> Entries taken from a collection
========================
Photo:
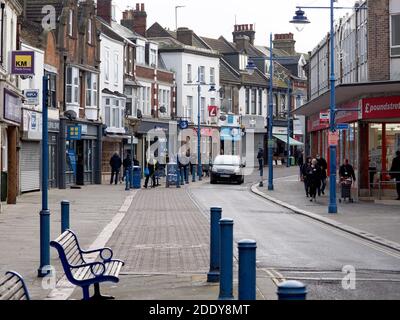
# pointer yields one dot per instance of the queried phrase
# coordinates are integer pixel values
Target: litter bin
(172, 174)
(137, 177)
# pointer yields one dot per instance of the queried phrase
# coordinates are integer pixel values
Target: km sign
(23, 63)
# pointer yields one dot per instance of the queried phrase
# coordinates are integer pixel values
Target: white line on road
(64, 288)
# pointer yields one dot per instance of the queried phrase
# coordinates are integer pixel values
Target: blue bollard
(178, 177)
(247, 270)
(127, 182)
(213, 275)
(182, 176)
(65, 216)
(292, 290)
(226, 245)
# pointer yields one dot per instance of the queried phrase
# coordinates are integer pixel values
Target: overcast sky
(213, 18)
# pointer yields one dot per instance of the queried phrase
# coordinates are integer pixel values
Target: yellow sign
(23, 61)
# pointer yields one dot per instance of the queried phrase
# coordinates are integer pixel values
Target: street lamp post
(300, 20)
(45, 212)
(288, 124)
(270, 120)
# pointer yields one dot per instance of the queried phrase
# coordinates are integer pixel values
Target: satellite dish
(70, 114)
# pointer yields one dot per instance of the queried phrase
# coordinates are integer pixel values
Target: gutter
(3, 5)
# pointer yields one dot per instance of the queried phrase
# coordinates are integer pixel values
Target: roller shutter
(30, 166)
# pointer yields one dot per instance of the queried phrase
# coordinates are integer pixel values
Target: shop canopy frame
(292, 142)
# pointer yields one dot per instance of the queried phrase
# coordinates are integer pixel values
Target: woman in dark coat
(314, 179)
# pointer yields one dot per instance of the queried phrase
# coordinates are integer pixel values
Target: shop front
(369, 136)
(80, 153)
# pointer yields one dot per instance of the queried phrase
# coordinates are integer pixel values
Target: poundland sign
(23, 63)
(381, 108)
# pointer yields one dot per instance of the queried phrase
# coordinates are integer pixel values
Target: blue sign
(74, 132)
(343, 126)
(72, 160)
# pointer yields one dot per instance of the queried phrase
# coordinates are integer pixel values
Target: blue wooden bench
(81, 273)
(12, 287)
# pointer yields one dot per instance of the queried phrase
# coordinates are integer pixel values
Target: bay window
(72, 85)
(91, 89)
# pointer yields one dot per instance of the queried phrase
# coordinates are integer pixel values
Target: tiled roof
(220, 45)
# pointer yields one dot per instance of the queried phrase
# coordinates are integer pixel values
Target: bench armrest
(106, 254)
(92, 266)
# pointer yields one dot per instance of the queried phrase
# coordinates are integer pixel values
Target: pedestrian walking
(395, 172)
(127, 165)
(115, 163)
(152, 167)
(304, 169)
(323, 164)
(314, 179)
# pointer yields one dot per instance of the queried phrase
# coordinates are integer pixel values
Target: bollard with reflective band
(65, 206)
(127, 182)
(226, 245)
(247, 270)
(213, 275)
(292, 290)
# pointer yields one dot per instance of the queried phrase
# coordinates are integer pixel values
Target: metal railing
(381, 179)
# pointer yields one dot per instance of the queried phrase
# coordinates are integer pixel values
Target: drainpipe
(3, 5)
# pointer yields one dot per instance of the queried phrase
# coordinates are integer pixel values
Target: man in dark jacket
(324, 167)
(115, 164)
(395, 172)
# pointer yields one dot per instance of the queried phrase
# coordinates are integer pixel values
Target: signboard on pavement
(333, 138)
(343, 126)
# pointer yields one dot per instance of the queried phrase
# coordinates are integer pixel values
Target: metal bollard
(127, 182)
(183, 176)
(226, 245)
(64, 216)
(213, 275)
(247, 270)
(292, 290)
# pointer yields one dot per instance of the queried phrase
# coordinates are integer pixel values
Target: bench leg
(98, 295)
(86, 294)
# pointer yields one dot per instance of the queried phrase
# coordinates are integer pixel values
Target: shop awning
(346, 93)
(292, 142)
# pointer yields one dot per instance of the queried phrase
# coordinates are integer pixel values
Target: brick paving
(163, 233)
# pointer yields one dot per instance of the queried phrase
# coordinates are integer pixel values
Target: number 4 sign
(213, 111)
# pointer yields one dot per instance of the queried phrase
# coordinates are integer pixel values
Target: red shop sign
(379, 108)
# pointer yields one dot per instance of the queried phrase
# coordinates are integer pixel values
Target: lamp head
(300, 20)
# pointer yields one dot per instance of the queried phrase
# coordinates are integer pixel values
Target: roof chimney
(185, 35)
(136, 20)
(244, 30)
(286, 42)
(104, 10)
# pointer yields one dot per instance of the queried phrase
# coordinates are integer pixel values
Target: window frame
(74, 86)
(394, 46)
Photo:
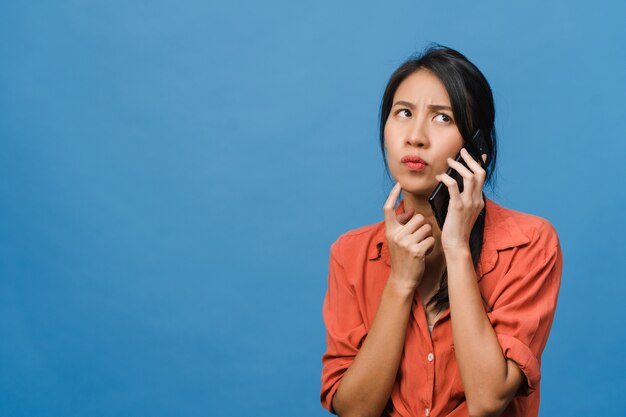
========================
> Exercise instructions
Copy out every entry above verbatim. Leave each picture out.

> Solution for this task
Photo:
# pointer yields one dot per instance of the queried phrase
# coordinates are integer pixel values
Target: litter bin
(172, 174)
(137, 177)
# pointer yields one dot per instance of the queried phrase
# coordinates are integer pixel values
Target: km sign
(23, 63)
# pointer yields one dot per instance of the queried phrase
# coordinates are integer pixel values
Target: white line on road
(64, 288)
# pointer yields one dot per instance of the queried phrase
# coordinates are integer pixel values
Target: blue bollard
(178, 177)
(247, 270)
(127, 182)
(213, 275)
(182, 176)
(65, 216)
(292, 290)
(226, 245)
# pointer yields one dot per instance of the queried phrase
# coordinates are integer pixel values
Target: overcast sky
(213, 18)
# pointer yields one dot per instance of the queried phrase
# coordinates are integer pixel values
Target: yellow sign
(23, 61)
# pointer yields one dot per instance of the queried phrase
# coordinates are integer pixel values
Target: street lamp post
(300, 20)
(45, 212)
(288, 124)
(270, 120)
# pointer yields one dot per instance of the queried phrase
# coordinates are integer pixel values
Target: satellite dish
(70, 114)
# pointer yields one dot per instance of the queried phrase
# coordinates are integer pixel values
Target: gutter
(3, 5)
# pointer yields one dot per instance of the queried phrase
# coordinates are integer pixel values
Target: roller shutter
(30, 166)
# pointer yields one dot per instance of the queried phrase
# coordinates are integer pixel values
Target: shop canopy frame
(292, 142)
# pointer yields one dot per instance of the queried phrase
# coordinates are integer pixel values
Target: woman in dark coat
(314, 179)
# pointer yields one dot per instance of the queried phrase
# coordinates are integer pixel values
Target: shop front
(369, 136)
(80, 153)
# pointer yields one dot per instance of the queried phrase
# coordinates are integer pixel values
Target: poundland sign
(23, 63)
(381, 108)
# pointer yields one dot per instance of the queried phrase
# coordinates are integer pixel values
Target: blue sign
(74, 132)
(343, 126)
(72, 160)
# pointer yields one dot per instance of the queried phrase
# coordinates are integer pixel values
Target: blue wooden bench
(81, 273)
(12, 287)
# pointer yields one dot per instance of the queried phrase
# coordinates are integer pixel values
Target: bay window
(72, 85)
(91, 89)
# pointer yields one dot per instance of the queried phrase
# coordinates are integer pixel values
Target: tiled roof
(220, 45)
# pointer yields one dot per instance of the queried phrase
# coordinates are integer pixel values
Target: bench armrest
(106, 254)
(92, 266)
# pointer yields one dot per instance of the queried phrase
# coordinates are integer pixel values
Target: pedestrian walking
(395, 172)
(127, 165)
(115, 163)
(152, 167)
(304, 169)
(323, 164)
(314, 179)
# pointer yields one dot per instance of the queried phrase
# coordinates are integer pixel values
Target: bollard with reflective band
(65, 206)
(127, 182)
(226, 245)
(247, 270)
(213, 275)
(292, 290)
# pointer yields one dot per instance of the queried phrase
# coordinates are integer pixel values
Target: metal railing
(381, 179)
# pointer yields one dot per instance of the queried phrase
# coordinates are integer pixel values
Target: drainpipe
(3, 5)
# pointer yields one dot per instance of the queried phrase
# coordinates are integer pixel values
Target: man in dark jacket
(324, 167)
(115, 164)
(395, 172)
# pointer yields one dot per instance of the queried phrase
# coordinates are integer pixel values
Target: signboard on pavement
(333, 138)
(343, 126)
# pointer yields one dot per instance of the queried phrase
# coordinates are integer pixel values
Target: metal bollard
(127, 182)
(183, 176)
(226, 245)
(64, 216)
(213, 275)
(247, 270)
(292, 290)
# pointer yields one dot per instance of the queried phrase
# coordinates are integer pixel values
Target: bench leg
(98, 295)
(86, 294)
# pointer yields one dot per instance of the queried phrase
# coordinates are integer pixel values
Target: shop awning
(346, 93)
(292, 142)
# pointer yields one dot per instance of the queried phrase
# coordinates are integer pixel values
Target: brick paving
(163, 233)
# pointer yields one dot per instance of the queried phrase
# coordinates are integer pixel values
Target: number 4 sign
(213, 111)
# pointer yields one dot per instance of the queried phrase
# coordinates are integer pixel values
Target: red shop sign
(379, 108)
# pointer yields one dot per instance of the queried phrase
# coordinates are integer pixel values
Target: lamp head
(300, 20)
# pointer yields one dot per instance of the queried phrase
# coordinates are integer pixel values
Target: roof chimney
(185, 35)
(136, 20)
(244, 30)
(286, 42)
(104, 10)
# pointer yields one dot per instance of the queried phrase
# coordinates are integer pixel values
Target: window frame
(74, 86)
(394, 46)
Photo:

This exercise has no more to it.